» **Supplied records**
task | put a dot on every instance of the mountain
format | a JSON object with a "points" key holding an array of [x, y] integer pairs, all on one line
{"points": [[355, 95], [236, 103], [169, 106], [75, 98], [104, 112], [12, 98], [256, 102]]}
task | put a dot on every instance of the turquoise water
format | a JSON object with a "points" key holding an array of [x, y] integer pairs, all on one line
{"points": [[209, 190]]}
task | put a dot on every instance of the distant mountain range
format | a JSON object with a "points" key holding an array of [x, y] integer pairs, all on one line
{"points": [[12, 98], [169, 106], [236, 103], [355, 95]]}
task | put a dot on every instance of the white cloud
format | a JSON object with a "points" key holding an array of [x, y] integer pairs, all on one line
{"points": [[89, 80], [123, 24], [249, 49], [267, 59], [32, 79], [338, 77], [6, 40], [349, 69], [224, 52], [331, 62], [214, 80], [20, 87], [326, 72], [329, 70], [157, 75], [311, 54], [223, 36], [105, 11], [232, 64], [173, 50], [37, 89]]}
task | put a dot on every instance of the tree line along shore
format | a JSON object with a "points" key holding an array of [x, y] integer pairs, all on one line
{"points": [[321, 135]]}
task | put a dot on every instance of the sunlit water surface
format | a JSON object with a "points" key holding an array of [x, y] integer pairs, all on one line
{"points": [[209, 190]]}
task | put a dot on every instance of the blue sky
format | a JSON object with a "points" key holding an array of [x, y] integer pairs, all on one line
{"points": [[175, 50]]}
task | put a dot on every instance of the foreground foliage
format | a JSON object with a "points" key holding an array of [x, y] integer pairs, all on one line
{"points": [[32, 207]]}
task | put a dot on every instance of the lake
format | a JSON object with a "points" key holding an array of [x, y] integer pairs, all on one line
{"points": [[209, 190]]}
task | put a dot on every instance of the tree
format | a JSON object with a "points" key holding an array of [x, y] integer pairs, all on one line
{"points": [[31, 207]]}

---

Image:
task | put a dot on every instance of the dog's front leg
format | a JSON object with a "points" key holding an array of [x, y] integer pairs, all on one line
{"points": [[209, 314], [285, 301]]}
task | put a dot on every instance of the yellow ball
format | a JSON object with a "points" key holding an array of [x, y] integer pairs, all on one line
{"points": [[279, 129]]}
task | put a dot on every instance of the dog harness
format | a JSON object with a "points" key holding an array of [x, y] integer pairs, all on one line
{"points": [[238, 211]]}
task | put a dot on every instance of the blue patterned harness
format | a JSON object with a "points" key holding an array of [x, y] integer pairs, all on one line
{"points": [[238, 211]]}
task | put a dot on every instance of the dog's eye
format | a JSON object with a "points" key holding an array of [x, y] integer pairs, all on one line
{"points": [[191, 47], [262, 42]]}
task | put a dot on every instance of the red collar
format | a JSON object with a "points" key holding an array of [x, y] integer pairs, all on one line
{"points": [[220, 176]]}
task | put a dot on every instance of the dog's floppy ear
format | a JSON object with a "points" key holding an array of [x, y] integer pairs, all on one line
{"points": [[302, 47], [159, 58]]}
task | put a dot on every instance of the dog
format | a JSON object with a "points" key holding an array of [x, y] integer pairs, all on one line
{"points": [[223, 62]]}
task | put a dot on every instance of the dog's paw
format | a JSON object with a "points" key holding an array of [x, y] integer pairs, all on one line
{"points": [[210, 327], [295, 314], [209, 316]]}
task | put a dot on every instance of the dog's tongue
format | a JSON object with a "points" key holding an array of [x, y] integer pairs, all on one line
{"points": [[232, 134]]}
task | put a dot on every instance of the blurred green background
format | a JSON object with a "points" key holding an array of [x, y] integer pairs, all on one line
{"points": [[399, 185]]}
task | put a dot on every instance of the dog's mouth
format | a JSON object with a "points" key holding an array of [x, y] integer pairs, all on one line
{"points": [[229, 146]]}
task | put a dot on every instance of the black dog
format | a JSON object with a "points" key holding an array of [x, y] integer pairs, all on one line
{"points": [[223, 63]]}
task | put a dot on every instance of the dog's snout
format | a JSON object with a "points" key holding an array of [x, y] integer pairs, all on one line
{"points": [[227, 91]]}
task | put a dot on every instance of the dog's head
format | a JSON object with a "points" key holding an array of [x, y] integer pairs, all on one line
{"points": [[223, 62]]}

...

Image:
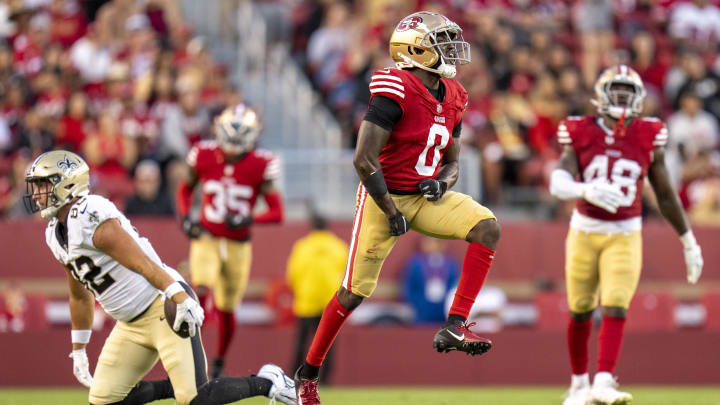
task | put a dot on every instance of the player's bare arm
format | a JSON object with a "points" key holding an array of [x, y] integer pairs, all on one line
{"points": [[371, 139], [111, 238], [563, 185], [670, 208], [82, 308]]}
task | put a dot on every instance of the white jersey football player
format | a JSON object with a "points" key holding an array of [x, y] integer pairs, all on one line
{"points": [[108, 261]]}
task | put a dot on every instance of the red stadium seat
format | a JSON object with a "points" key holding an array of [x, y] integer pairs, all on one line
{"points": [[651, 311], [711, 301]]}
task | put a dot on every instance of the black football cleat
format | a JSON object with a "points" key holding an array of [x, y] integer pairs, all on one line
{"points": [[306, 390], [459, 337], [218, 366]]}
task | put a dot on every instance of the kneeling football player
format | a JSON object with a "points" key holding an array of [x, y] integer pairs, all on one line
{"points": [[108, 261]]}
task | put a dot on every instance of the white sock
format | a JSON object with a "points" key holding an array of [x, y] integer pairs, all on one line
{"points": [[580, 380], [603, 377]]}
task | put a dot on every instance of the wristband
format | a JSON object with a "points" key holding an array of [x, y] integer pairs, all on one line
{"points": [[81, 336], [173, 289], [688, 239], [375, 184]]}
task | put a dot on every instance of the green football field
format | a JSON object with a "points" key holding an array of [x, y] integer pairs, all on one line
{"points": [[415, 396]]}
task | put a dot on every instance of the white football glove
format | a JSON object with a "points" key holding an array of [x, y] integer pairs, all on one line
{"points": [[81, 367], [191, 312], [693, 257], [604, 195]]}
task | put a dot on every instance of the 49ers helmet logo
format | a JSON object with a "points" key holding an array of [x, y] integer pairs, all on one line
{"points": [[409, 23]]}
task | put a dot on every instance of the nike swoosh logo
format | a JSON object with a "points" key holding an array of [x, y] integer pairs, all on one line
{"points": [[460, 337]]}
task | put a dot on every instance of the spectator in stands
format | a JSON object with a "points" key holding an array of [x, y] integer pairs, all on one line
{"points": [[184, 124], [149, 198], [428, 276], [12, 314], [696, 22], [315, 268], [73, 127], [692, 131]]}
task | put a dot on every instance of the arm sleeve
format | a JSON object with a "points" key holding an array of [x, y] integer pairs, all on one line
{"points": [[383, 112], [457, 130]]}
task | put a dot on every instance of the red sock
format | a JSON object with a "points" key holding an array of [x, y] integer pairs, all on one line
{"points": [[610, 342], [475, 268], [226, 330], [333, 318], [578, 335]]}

» **Work request**
Write down how many lines of the data above carry the word "blue". Nothing else belongs in the answer.

» **Answer section**
2